Task directions: Provide an exact transcription of all the records.

━━━━━━

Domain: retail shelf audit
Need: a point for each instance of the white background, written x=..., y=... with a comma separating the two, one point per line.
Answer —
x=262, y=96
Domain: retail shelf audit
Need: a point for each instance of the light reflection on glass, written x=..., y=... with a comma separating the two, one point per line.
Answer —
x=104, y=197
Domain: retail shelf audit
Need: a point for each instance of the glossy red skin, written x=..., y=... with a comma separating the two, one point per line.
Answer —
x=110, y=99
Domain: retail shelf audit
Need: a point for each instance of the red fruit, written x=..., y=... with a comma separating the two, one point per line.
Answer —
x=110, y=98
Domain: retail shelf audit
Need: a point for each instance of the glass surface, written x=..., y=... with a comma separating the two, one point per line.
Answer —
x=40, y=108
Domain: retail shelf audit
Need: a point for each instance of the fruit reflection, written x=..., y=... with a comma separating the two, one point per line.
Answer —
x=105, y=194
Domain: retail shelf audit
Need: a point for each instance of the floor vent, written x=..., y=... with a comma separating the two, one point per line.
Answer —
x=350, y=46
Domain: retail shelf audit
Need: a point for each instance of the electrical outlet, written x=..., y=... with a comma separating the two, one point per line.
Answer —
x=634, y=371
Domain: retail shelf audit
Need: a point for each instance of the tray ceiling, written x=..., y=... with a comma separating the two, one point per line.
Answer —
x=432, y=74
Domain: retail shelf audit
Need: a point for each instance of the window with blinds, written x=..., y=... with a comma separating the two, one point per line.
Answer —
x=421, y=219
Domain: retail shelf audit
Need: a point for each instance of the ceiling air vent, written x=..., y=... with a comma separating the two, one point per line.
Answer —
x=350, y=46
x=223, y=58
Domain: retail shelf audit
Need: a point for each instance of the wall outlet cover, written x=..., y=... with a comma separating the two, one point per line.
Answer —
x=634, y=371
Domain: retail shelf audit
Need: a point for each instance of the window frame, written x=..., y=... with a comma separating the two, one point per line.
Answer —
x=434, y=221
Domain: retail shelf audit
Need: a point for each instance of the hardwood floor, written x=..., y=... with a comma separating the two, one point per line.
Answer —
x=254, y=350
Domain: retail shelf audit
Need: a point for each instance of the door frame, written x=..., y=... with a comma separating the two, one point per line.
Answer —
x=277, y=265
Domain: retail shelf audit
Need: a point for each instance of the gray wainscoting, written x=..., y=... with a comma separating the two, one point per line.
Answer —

━━━━━━

The result:
Domain: retail shelf audit
Need: a point for each instance of the white background, written x=..., y=... with a comma separating the two, one point per line.
Answer —
x=262, y=96
Domain: retail shelf audit
Need: a point for each instance of the light reflection on glass, written x=..., y=... with a comma separating the two, one point per line.
Answer —
x=104, y=197
Domain: retail shelf audit
Need: a point for each instance of the glossy red skin, written x=..., y=... with a comma separating the two, one point per line.
Answer —
x=110, y=99
Domain: retail shelf audit
Need: a point for each instance of the red fruit, written x=..., y=... with a comma separating the two, one point per line.
Answer —
x=110, y=98
Domain: retail shelf audit
Need: a point for each instance of the glass surface, written x=..., y=... with a comma separating the two, one point per line.
Answer —
x=40, y=108
Domain: retail shelf audit
Need: a point for each instance of the fruit reflection, written x=..., y=... with a comma separating the two, one point per line.
Answer —
x=105, y=194
Domain: retail shelf audit
Need: a point for each instance of the floor vent, written x=..., y=... with a comma separating the two, one point per line.
Answer —
x=350, y=46
Domain: retail shelf audit
Need: a point for each instance of the electrical outlet, written x=..., y=... with a comma separating the two, one point per line.
Answer —
x=634, y=371
Domain: retail shelf audit
Need: a point for each instance of the tray ceiling, written x=..., y=... with a comma separating the two, one point per line.
Answer —
x=432, y=74
Domain: retail shelf audit
Need: a point for each instance of the window with blinds, written x=..., y=... with a comma separating the two, one point per line.
Answer —
x=421, y=219
Domain: retail shelf audit
Need: a point for each instance of the ceiling air vent, written x=..., y=... with a comma separating the two, one point per line.
Answer —
x=350, y=46
x=223, y=58
Domain: retail shelf audit
Need: a point for each instance of the wall outlet cover, written x=..., y=... with a comma separating the two, one point per line.
Answer —
x=634, y=371
Domain: retail shelf audit
Need: a point for each instance of the window frame, written x=..., y=... with a comma separating the two, one point per line.
Answer —
x=434, y=221
Domain: retail shelf audit
Need: a point for each instance of the hardwood floor, written x=..., y=... with a comma separating the two, one point per line.
Answer —
x=254, y=350
Domain: retail shelf audit
Need: a point for each instance of the door frame, written x=..., y=... with a comma separating the two, one point per line.
Answer —
x=277, y=265
Domain: retail shelf audit
Need: a point for each instance of the gray wainscoting, written x=..., y=... with a comma separating the two, one point per line.
Answer —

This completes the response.